# Mink/ Weasel Boxes 4 sale



## HunterHawk (Dec 8, 2005)

I have 5 of these mink/ weasel boxes.. it was my first atempt at making them and i set them out only a few times because we dont have a ton of weasels around here...
i was thinking 5 bucks a piece for them... i also made them so you could lock them and so that you could put a metal stake inside them to hold them down incase a **** tried to stick his foot in and grab the bait... i was trying all sorts of things.. i think 2 have the open back and the rest just have holes around on the sides or something... they were cedar boxes and i spray painted them to make them blend in... they may not be right or great but they are made with love :lol:
let me know if you are interested... 5 bucks a peiece or if you want all just 5 for 25
here are some pics
there is only 4 in this pic but i can promise there is 5 total haha... they were nailed together with a nail gun... more like pinner size nails.. that one looks like it came together a bit but i promise they are built pretty well

































i also have 1 can of speed dip and 3- 220s left, some wax, some lures, and a can of sodium benzoaite or whatever.. a thing of bushwackers bait for coyotes and fox and about 2.5 lbs of wax or a whole tin of it that weight 10.5 lbs.. which i always used for my traps.. if you are interested in any of the above let me know... oh i also have about 3/4 of a bucket full of salt dried sucker chucks...

Directions for this task ::
Resume the forum post offering mink and weasel boxes for sale, picking up right after its final sentence.

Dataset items
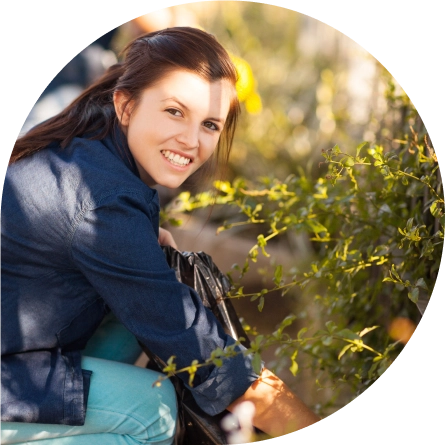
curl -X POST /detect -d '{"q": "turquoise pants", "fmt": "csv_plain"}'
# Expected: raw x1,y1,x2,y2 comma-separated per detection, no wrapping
0,316,177,445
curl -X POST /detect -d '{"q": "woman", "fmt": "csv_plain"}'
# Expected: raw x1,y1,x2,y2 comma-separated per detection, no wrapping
0,28,319,444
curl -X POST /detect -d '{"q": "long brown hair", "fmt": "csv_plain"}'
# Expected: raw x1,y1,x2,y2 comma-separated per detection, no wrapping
8,27,240,182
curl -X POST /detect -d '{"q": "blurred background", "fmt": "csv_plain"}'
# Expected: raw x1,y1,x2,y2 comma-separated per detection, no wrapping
20,0,432,414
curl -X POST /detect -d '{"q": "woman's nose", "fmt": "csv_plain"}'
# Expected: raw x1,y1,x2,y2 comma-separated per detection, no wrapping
176,125,199,149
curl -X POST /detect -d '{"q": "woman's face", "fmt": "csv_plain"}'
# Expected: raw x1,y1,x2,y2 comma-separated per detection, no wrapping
114,70,233,188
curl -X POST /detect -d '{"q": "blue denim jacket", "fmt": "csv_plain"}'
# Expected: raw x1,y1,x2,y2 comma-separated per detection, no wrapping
0,126,258,425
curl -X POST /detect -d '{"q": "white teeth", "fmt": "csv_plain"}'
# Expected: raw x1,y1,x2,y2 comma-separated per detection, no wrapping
161,150,190,167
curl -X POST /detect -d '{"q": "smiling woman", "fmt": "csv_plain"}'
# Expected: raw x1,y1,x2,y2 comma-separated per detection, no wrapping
114,70,234,188
0,28,319,445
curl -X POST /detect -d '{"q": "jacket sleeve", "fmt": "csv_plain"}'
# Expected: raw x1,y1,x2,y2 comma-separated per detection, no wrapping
70,192,259,415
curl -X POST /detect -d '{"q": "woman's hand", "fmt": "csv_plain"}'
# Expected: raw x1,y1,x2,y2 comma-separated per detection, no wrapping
227,368,321,437
158,227,179,250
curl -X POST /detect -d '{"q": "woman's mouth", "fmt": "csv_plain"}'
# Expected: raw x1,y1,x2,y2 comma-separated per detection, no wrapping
161,150,191,167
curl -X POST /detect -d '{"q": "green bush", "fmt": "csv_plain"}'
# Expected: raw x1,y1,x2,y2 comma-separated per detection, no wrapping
159,90,445,415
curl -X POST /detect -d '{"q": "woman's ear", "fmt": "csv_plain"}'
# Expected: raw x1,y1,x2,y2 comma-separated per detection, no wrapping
113,91,133,127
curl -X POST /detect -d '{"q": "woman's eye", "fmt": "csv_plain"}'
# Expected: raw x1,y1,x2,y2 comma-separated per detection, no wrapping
204,121,219,131
166,108,182,116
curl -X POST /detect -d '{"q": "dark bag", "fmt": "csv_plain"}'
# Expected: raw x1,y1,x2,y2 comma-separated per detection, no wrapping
141,246,253,445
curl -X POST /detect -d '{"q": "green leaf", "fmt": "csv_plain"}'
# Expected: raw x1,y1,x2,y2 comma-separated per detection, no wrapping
415,278,428,290
252,352,261,374
273,264,283,286
344,157,355,167
358,326,380,337
336,329,360,340
305,219,328,233
430,201,442,218
258,297,264,312
355,142,367,158
338,343,352,360
289,360,298,377
408,287,419,303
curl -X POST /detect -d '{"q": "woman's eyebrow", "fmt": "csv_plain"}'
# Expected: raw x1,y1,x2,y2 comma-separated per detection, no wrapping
161,96,225,124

Task output ::
and then i should be about sold out 

yeah yeah make all your nailing comments you want haha me and my buddy made them last year and it took forever to make them all and i didnt feel like going back and cutting off the missed nails haha


----------



## LyonArmonial (Nov 17, 2008)

too far for me...i would take them, but yeah...no car.


----------



## Wizard3686 (Aug 30, 2005)

Dude Dude.... How long did it take ya to make them. I cant believe you missed that many nails what were you drunk when ya made them?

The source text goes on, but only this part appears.